EXERCISE TASK:
Reproduce these lines exactly, beginning with the line containing "Per the model card, this system localises the door" and continuing through the line containing "32 177 224 299".

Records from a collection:

┄┄┄┄┄┄┄┄┄┄

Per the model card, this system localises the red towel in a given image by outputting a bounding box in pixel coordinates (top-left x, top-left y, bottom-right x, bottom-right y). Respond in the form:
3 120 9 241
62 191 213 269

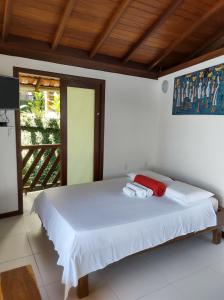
134 175 166 197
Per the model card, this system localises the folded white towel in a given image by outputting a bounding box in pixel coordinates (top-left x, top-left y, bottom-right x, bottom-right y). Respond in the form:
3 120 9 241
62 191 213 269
126 182 153 198
123 186 136 197
126 183 147 198
132 182 153 197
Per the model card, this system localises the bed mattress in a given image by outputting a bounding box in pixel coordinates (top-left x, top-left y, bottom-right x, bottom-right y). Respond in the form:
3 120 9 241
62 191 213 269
33 177 217 286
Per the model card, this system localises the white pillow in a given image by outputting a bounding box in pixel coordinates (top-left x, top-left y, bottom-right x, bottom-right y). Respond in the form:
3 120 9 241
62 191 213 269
165 181 214 205
127 170 173 185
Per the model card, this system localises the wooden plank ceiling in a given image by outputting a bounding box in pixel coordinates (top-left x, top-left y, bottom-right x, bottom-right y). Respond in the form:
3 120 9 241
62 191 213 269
0 0 224 78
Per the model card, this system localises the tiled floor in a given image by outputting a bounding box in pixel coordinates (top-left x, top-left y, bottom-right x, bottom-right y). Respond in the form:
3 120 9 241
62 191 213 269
0 194 224 300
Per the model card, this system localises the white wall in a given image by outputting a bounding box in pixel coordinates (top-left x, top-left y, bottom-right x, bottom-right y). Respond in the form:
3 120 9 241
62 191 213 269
0 55 158 212
157 56 224 203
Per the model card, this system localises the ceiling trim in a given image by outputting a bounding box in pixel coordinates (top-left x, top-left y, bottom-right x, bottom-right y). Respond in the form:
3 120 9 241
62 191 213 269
187 28 224 60
149 0 224 71
51 0 77 50
123 0 183 62
159 47 224 77
89 0 131 58
2 0 12 41
0 36 158 79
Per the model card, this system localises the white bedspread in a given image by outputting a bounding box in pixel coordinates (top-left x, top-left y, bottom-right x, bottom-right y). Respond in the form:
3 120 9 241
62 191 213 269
33 177 216 286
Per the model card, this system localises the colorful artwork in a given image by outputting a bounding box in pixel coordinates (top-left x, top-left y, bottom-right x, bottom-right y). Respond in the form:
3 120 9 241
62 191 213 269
173 64 224 115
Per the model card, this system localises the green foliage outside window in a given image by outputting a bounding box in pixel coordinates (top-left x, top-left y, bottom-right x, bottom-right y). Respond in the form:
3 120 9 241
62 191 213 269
20 92 61 190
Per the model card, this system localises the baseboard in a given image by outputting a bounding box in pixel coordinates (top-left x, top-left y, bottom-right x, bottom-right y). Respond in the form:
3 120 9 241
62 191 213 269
0 210 22 219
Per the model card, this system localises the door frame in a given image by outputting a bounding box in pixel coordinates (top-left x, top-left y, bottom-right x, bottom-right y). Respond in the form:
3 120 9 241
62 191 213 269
13 67 106 215
61 78 104 184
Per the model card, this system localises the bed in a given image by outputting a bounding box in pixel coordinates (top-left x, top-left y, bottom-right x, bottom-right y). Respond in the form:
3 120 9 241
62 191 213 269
32 177 224 299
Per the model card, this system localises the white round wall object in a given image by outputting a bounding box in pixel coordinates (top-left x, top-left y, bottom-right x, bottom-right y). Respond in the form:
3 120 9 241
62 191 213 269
162 80 169 94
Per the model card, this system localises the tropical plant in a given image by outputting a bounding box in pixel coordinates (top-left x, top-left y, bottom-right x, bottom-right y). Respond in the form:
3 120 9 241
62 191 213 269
49 92 61 116
20 92 45 119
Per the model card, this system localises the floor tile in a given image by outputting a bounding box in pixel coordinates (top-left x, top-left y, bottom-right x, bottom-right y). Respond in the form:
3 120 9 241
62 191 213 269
140 234 220 283
173 268 224 300
35 253 62 285
0 234 32 263
0 256 43 287
104 256 168 300
0 216 26 237
28 229 54 254
39 287 48 300
24 213 42 232
139 285 182 300
45 282 119 300
209 259 224 276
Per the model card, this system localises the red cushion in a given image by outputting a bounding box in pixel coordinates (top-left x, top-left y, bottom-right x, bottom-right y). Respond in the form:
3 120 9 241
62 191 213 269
134 175 166 197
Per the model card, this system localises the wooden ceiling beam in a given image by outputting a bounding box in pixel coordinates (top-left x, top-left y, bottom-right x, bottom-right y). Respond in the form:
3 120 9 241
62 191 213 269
187 29 224 60
35 77 42 92
148 0 224 71
2 0 12 41
0 35 158 79
51 0 77 50
123 0 183 62
89 0 131 58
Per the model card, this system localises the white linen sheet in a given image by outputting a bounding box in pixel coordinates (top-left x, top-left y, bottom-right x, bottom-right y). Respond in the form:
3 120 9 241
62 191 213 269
33 177 216 287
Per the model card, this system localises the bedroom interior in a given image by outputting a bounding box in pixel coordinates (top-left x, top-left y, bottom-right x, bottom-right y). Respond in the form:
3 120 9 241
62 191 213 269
0 0 224 300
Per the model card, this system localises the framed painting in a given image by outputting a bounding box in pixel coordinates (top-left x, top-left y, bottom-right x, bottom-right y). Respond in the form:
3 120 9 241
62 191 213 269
173 64 224 115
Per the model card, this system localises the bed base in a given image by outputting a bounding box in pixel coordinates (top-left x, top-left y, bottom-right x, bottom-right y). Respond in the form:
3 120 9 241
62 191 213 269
68 208 224 300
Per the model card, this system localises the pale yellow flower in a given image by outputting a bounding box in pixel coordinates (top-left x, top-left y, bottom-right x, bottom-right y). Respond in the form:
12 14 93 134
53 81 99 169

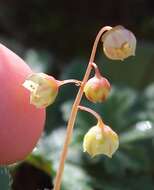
83 123 119 158
23 73 58 108
102 26 136 60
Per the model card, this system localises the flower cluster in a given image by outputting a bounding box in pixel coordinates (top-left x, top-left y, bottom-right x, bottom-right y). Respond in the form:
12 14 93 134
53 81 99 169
23 26 136 157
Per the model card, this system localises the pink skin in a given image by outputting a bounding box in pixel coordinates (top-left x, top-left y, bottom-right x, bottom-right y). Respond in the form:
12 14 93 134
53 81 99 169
0 44 45 165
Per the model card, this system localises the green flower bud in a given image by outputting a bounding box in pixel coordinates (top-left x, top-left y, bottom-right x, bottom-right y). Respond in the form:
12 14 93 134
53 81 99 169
102 26 136 60
23 73 59 108
84 75 111 103
83 123 119 158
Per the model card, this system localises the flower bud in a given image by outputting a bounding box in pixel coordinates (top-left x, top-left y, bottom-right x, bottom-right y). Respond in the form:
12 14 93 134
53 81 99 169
83 123 119 158
84 75 111 103
23 73 59 108
102 26 136 60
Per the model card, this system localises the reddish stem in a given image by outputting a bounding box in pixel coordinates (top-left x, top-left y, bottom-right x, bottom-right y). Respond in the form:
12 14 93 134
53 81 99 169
54 26 112 190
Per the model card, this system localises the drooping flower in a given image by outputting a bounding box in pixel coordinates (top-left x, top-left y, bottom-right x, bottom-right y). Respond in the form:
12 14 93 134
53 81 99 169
102 26 136 60
23 73 59 108
83 123 119 158
84 75 111 103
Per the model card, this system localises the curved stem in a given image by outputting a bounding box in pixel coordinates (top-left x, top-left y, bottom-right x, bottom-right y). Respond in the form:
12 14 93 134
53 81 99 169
58 79 81 86
78 106 103 123
54 26 112 190
91 62 102 78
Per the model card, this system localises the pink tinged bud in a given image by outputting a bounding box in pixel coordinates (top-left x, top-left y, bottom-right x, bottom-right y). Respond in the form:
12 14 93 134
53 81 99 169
83 124 119 158
23 73 59 108
0 44 45 165
102 26 136 60
84 75 111 103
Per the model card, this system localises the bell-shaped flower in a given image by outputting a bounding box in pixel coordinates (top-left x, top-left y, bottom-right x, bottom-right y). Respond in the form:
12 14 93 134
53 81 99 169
23 73 59 108
102 26 136 60
83 122 119 158
84 75 111 103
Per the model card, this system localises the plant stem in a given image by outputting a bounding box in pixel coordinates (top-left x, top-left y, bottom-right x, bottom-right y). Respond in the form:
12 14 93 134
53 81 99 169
78 106 103 123
58 79 82 86
53 26 112 190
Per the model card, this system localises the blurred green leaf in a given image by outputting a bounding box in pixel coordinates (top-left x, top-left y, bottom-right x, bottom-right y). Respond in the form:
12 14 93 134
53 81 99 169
120 121 154 144
0 167 12 190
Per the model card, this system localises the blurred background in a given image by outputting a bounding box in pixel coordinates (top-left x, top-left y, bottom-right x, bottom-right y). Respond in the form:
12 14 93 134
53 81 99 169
0 0 154 190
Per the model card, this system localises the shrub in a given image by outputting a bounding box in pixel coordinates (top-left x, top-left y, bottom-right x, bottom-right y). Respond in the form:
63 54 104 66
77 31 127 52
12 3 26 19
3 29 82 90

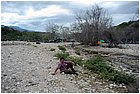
50 48 55 51
84 56 134 84
54 52 69 59
66 56 84 65
58 45 66 51
75 48 80 55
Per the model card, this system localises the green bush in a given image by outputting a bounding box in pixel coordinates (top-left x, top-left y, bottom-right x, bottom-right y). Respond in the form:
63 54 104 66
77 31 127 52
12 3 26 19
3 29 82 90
57 45 66 51
84 56 134 84
54 52 69 59
50 48 55 51
66 56 84 65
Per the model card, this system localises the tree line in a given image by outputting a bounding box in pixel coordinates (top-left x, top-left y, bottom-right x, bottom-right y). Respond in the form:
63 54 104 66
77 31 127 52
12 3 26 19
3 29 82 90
1 4 139 46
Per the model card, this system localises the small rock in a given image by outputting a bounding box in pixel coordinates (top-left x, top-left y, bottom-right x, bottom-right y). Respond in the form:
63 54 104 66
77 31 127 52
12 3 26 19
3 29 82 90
47 67 51 69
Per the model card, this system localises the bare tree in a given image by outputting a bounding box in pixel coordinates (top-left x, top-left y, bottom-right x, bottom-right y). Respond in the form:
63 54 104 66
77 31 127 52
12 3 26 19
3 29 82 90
76 4 112 45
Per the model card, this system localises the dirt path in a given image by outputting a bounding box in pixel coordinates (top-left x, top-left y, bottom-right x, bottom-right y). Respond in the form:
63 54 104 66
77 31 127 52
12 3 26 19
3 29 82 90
1 43 127 93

┄┄┄┄┄┄┄┄┄┄

RESULT OF THE TASK:
Per the model card, this system localises the door frame in a given image by outputting a bounding box in pixel coordinates (top-left x, top-left y, bottom-right x, bottom-right y). Respond in the form:
3 120 9 241
62 191 213 269
13 67 106 215
61 78 104 184
Per the model card, this system localises the bed in a given image by outputting a bounding box in pixel coordinates (top-left x, top-left y, bottom-right x, bottom-right y). Respond in the form:
3 120 9 241
62 191 213 269
32 177 224 299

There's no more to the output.